Point-based annotation data:

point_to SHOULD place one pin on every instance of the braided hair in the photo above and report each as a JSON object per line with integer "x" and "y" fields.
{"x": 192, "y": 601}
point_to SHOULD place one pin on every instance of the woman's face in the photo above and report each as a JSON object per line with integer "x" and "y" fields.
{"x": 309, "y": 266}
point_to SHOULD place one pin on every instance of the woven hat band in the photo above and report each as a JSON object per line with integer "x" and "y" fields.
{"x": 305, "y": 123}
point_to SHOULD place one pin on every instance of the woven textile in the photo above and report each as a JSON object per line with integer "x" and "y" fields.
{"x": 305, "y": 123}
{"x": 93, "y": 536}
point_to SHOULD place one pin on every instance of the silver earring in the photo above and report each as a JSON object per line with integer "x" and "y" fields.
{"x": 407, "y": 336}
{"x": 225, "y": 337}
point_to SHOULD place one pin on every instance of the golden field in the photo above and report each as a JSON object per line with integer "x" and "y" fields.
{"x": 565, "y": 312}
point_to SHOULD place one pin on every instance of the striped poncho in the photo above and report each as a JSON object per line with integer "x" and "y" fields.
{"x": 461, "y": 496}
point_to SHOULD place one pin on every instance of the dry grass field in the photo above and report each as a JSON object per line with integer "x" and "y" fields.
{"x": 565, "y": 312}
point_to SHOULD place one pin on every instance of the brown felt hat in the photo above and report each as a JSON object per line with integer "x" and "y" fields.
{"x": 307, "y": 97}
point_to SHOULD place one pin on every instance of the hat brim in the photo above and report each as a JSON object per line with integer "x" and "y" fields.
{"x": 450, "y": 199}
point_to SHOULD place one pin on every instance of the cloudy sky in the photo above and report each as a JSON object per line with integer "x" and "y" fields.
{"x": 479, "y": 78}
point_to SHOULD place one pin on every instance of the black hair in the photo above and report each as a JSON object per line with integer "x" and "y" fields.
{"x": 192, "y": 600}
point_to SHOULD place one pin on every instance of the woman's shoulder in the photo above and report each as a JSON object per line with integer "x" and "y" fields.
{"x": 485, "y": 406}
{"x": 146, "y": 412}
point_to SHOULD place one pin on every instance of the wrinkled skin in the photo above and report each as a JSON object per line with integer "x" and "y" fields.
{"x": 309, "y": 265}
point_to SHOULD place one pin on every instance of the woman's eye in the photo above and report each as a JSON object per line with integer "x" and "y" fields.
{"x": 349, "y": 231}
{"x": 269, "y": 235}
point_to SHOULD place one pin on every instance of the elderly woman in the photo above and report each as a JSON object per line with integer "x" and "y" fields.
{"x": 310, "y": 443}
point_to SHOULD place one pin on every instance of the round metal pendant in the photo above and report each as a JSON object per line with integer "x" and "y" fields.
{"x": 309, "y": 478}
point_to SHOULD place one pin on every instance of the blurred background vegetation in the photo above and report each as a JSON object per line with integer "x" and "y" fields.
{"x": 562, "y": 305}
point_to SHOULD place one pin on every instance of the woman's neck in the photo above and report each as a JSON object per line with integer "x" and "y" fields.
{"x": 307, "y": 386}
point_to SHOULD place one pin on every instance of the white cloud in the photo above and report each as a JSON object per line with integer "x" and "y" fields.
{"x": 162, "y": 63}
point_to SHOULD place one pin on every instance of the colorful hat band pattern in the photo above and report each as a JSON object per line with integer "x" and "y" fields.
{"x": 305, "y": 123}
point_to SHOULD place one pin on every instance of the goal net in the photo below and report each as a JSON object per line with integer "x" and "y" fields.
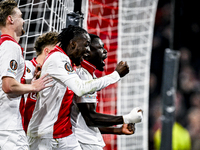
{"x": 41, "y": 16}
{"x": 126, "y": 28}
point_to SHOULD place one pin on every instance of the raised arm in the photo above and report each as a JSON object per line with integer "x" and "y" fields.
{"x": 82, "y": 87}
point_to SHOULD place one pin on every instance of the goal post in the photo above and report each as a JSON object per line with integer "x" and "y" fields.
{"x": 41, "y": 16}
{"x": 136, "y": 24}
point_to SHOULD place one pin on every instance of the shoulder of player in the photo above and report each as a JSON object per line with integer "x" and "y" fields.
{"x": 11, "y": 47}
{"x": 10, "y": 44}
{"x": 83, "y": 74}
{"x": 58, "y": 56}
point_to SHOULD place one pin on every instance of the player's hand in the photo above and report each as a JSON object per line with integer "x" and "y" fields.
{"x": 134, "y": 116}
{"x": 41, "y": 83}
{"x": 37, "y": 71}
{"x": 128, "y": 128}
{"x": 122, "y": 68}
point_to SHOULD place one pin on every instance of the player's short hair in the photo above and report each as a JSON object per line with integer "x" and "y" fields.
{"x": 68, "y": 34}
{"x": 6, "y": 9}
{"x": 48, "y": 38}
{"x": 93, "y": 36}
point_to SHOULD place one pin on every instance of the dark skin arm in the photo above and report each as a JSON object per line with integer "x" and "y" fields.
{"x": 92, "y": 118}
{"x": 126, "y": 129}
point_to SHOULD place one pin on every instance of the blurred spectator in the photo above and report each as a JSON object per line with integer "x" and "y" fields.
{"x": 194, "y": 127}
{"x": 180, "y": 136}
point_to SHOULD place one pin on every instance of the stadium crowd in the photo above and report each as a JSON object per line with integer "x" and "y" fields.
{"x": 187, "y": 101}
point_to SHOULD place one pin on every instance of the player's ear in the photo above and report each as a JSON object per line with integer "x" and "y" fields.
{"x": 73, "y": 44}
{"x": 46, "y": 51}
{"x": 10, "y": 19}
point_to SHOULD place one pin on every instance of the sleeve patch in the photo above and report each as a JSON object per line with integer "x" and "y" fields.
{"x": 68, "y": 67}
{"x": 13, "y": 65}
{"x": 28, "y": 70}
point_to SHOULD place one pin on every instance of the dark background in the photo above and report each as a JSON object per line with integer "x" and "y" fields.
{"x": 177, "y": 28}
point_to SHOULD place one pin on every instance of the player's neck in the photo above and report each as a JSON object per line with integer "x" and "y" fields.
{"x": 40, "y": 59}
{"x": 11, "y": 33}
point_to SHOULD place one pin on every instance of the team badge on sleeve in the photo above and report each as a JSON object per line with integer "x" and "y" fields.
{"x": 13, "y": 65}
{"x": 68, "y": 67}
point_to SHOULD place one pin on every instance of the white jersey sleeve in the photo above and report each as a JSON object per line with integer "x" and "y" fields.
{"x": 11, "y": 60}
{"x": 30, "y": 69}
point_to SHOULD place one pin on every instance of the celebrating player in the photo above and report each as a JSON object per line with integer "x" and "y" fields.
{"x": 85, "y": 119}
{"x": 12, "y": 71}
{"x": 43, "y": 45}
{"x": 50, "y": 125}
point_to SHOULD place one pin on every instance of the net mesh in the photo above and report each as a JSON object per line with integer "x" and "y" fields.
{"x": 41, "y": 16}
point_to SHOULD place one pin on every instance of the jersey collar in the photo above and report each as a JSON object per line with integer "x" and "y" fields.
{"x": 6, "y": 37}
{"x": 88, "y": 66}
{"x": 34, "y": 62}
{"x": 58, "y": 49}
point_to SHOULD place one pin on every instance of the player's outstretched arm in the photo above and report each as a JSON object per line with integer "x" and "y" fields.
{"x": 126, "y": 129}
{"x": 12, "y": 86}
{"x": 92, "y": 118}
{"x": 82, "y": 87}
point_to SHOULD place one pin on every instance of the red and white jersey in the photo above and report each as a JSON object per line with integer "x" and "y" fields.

#### Exercise aim:
Beginning at the line that contains "the player's outstretched", retype each line of the listing up to and including the last one, exactly as it stands, and nothing else.

#### Answer to the task:
point_to SHOULD place one pin on every instance of the player's outstretched arm in the photo above and report each as a JSON object per line with integer "x" and "y" fields.
{"x": 126, "y": 129}
{"x": 12, "y": 86}
{"x": 92, "y": 118}
{"x": 82, "y": 87}
point_to SHOULD place one pin on every instance of the red and white jersey in the photo above and report each as a JSON object per line with integer "x" and "y" fields.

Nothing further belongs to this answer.